=== Text section ===
-*-
Dr. Peter Kalellis

Most people who seek therapy are looking for a solution to what appears to be a serious problem or they want a possible change in their life just to be happy. Obviously they are not happy with themselves or their current life. Unhappy individuals may need to change how they think, feel, and behave—or they may want to change another significant person in their life, be it a lover, mate, spouse, or family member. Here lies reality. Promises break like balloons, plans fall apart, love affairs carry no guarantees, and marriage vows are violated. Everything in life is at least a little bit broken or fragile.

Our tendency is to think mostly of the hurts that we have experienced yesterday or last month or last year. There is no way that we can undo these hurts; they belong in our past. Books and movies can be edited, but events that occurred in the past cannot change. Our hope is that they have left with us some lessons of value. It is of emotional benefit when we can say goodbye to our past and let go of repressed feelings or thoughts—such as anger, judgment, frustration, and disappointment. To some extent, all of us have been wounded. All of us, from the moment we emerge from the womb, take spills, get dropped, get burned, get rejected, and are abused in physical and emotional ways. Nobody reaches adulthood without deep scars. These scars may be permanent, but they are not fatal.

Daily life brings us to new levels of realization, not only about where we are but about who we truly are. Who is the real you and who is the real me? How we perceive ourselves and what is the truth about ourselves are areas we need to identify. Perceptions that may be influenced by early-life programming—from parents, teachers, peers or significant other adults—precipitate and dictate our choices. Our perception of who we really are needs to be tested. An individual who says, “I am what I am because of the way I was raised, or because of my ethnic or religious background, or because of things that happen to me,” believes that he or she has no other choice—that their character is indelible. Actually, their self-knowledge is limited. Accepting the truth about who we truly are is a challenge that results in emotional growth and better self-image.

One of the best ways to gain accurate self-knowledge is to explore our current thoughts about ourselves. Upon awakening each morning, as we look in the mirror, what do we see or think of ourselves? Truly, those thoughts precipitate feelings about who we are, and we move on to design our daily life. Asking, “Who am I?” is an important question. Can you or I give an honest answer? This is a challenge.
-*-
=== Given entries ===

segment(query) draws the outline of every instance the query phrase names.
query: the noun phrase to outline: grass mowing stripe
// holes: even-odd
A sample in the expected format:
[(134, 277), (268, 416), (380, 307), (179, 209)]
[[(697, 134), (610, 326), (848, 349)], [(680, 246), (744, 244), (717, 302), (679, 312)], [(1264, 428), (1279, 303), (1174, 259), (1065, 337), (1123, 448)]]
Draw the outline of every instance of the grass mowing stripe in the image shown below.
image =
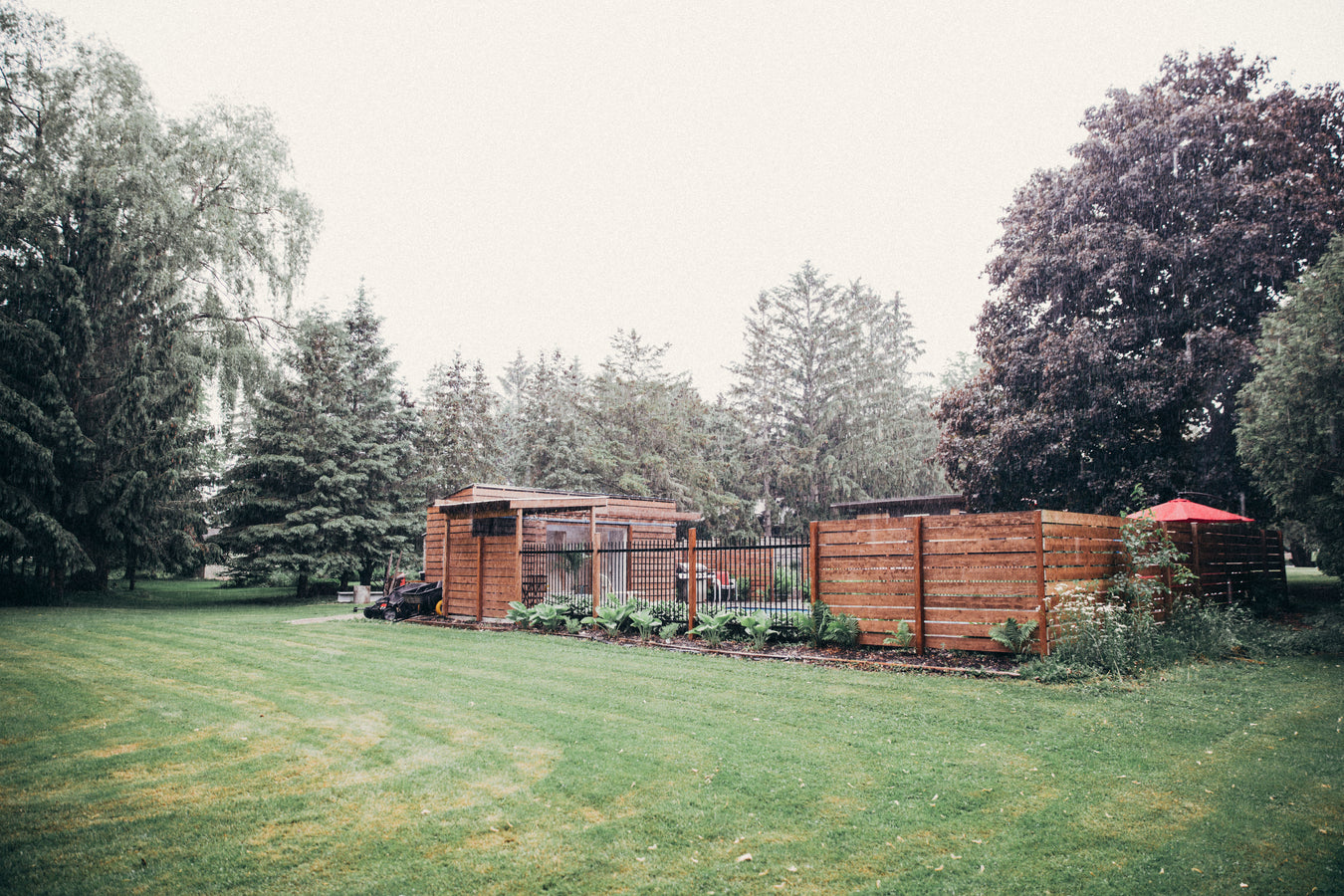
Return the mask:
[(9, 889), (1328, 892), (1340, 879), (1333, 661), (1044, 688), (288, 626), (331, 609), (238, 603), (0, 611), (0, 688), (24, 695), (0, 731)]

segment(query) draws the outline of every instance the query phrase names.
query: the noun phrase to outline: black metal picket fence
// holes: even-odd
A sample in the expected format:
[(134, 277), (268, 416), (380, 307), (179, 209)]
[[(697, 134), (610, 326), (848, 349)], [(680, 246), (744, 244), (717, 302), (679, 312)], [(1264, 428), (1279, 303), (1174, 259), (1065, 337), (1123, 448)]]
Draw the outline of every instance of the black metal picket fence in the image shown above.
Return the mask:
[(687, 541), (524, 544), (523, 599), (593, 596), (598, 603), (629, 599), (688, 603), (695, 588), (699, 614), (731, 610), (802, 611), (810, 602), (808, 541), (763, 540), (747, 545), (700, 541), (695, 572)]

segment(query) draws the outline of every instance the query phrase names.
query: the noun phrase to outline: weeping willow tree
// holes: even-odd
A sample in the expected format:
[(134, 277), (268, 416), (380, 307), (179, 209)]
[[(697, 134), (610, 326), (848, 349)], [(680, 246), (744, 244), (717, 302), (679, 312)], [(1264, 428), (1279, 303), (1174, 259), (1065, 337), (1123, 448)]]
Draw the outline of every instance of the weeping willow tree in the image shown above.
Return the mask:
[(938, 457), (982, 510), (1250, 492), (1234, 398), (1261, 316), (1344, 219), (1344, 94), (1179, 55), (1083, 125), (1003, 219), (985, 367), (942, 396)]
[(289, 175), (266, 113), (168, 120), (125, 56), (0, 5), (5, 572), (99, 588), (192, 559), (203, 387), (316, 230)]

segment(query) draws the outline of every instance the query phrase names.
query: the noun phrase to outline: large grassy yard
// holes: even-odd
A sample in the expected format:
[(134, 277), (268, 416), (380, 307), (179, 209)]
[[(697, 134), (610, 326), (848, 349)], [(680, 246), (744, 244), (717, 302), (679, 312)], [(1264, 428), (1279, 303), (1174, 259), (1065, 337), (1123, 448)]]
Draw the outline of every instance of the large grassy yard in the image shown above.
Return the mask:
[(1344, 892), (1344, 658), (1046, 686), (0, 609), (0, 891)]

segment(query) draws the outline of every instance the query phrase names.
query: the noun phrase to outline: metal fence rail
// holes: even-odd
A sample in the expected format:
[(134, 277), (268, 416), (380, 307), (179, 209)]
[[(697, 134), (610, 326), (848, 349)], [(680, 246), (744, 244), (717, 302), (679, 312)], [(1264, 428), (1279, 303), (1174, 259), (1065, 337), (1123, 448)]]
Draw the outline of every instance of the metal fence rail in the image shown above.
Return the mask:
[(687, 603), (695, 588), (700, 613), (802, 611), (810, 600), (806, 541), (750, 545), (699, 543), (695, 574), (685, 541), (524, 544), (523, 600), (593, 596), (598, 563), (599, 603), (642, 599)]

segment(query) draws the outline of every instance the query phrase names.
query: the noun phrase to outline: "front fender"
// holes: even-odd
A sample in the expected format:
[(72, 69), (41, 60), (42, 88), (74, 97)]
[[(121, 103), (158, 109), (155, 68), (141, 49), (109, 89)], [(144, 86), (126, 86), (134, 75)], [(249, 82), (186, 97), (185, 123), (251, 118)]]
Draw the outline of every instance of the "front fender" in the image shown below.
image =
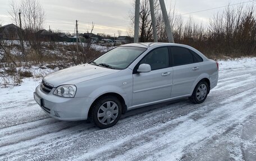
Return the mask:
[[(125, 103), (126, 104), (126, 105), (127, 107), (131, 105), (130, 104), (131, 103), (131, 93), (129, 94), (127, 91), (125, 91), (120, 87), (114, 85), (106, 85), (99, 87), (93, 90), (93, 91), (88, 96), (89, 98), (92, 98), (91, 105), (99, 96), (109, 93), (116, 93), (121, 95), (125, 100)], [(89, 109), (88, 108), (86, 113), (88, 113), (89, 110)]]
[(192, 88), (190, 90), (190, 95), (192, 95), (194, 89), (195, 89), (195, 86), (198, 84), (198, 82), (203, 79), (208, 79), (208, 80), (209, 80), (210, 75), (207, 73), (202, 73), (197, 77), (197, 79), (194, 82), (193, 85), (192, 86)]

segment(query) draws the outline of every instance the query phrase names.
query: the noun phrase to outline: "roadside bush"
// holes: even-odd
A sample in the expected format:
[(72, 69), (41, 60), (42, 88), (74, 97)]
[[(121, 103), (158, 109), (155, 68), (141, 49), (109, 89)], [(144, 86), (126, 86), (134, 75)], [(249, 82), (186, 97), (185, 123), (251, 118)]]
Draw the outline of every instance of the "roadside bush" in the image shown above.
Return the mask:
[(20, 71), (19, 75), (20, 77), (31, 77), (33, 76), (33, 75), (30, 71)]

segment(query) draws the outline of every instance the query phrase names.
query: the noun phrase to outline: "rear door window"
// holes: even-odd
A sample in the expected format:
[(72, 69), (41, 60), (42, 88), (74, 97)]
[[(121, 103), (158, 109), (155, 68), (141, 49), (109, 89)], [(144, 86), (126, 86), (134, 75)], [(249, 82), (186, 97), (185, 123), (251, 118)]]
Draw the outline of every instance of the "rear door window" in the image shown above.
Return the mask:
[(173, 57), (173, 66), (193, 63), (194, 58), (189, 49), (182, 47), (172, 47), (171, 51)]

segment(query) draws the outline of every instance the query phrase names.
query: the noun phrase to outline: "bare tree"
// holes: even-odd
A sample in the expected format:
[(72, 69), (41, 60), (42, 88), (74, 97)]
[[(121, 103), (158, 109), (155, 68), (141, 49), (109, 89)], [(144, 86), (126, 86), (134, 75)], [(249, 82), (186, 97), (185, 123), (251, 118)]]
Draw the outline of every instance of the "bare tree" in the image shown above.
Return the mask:
[(16, 1), (12, 1), (10, 14), (16, 25), (19, 26), (18, 11), (20, 11), (23, 30), (20, 38), (24, 38), (25, 40), (26, 47), (32, 47), (39, 56), (40, 61), (42, 61), (43, 55), (41, 50), (41, 41), (38, 32), (43, 29), (44, 21), (45, 14), (43, 7), (38, 0), (22, 0), (21, 3), (16, 3)]

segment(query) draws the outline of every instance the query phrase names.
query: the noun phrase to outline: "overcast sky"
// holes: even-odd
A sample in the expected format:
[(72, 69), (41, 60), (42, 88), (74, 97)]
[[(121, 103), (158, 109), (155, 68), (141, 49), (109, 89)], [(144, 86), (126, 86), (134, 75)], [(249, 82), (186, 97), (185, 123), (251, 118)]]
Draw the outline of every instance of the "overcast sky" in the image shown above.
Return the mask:
[[(15, 0), (19, 3), (21, 0)], [(156, 1), (156, 0), (155, 0)], [(252, 1), (254, 1), (252, 2)], [(74, 33), (75, 20), (79, 20), (79, 31), (85, 33), (90, 30), (89, 25), (95, 24), (94, 33), (105, 33), (117, 35), (121, 30), (126, 35), (130, 26), (129, 12), (132, 10), (134, 0), (40, 0), (45, 15), (44, 26), (52, 30)], [(165, 0), (167, 10), (172, 8), (175, 0)], [(238, 3), (246, 5), (256, 4), (255, 0), (177, 0), (176, 14), (182, 15), (184, 20), (190, 16), (197, 22), (207, 22), (215, 13), (224, 7), (205, 11), (198, 11), (225, 6)], [(10, 1), (0, 0), (0, 23), (6, 25), (12, 22), (8, 13)]]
-*-
=== Assigned task A ===
In the text on self-knowledge, which repressed feelings or thoughts are named as ones worth letting go of?
=== Assigned task B ===
Please go on with the text on self-knowledge, starting after its final sentence.
The data come from a separate source and have no connection to the text on self-knowledge.

=== Answer space A ===
Anger, judgment, frustration, and disappointment.

=== Answer space B ===
It’s important to be yourself, but the true self. We know the damage done by being false to ourselves and to others. But being your true self goes much deeper. Most people don’t know how much wisdom, peace and power reside in the true self. This is not the everyday self that gets mixed up with all the business of life, the true self is a deeper self. Before coming to know the true self, one must confront the false self that we usually spend a lifetime constructing and nourishing. The false self is what we present to the world. It is this self we want the whole world to revolve around. And to keep this false self requires a good deal of mental alertness.

The trick is distinguishing what is our true self from what is not. If we had a switch that could turn off the everyday false self and turn on the true self, matters would be much simpler. But human nature is divided. In some moments we feel secure, accepted, peaceful, and certain. At those moments, we are experiencing the true self. At other moments, we experience the opposite, and then we are in the grip of the familiar everyday false self. The trouble is that both sides are convincing. A person with a true self promises something and fulfills his or her promise or in an honest way says, “I’m sorry I cannot do what you would like me to do.” A person with a false self may make a promise with enthusiasm and fancy words that could be believable, but cannot keep a promise.

When we are under stress, feeling overwhelmed by major problems, crisis, doubts, and insecurity, the true self might as well not exist. We are experiencing a different reality colored by a defensive mind, resorting to our false self—trying to be convincing or using manipulation to win. At those dark and difficult moments, we try to get some outside perspective about what is happening. The qualities of the everyday false self and the true self are actually very different: In the quest for the true self, a person begins to appreciate and accept one’s personality and one’s life as an essential way that God calls us to be ourselves. As we move closer to becoming our true selves—the selves we are meant to be—the more loving parts of us are naturally magnified, and the more negative parts are naturally diminished.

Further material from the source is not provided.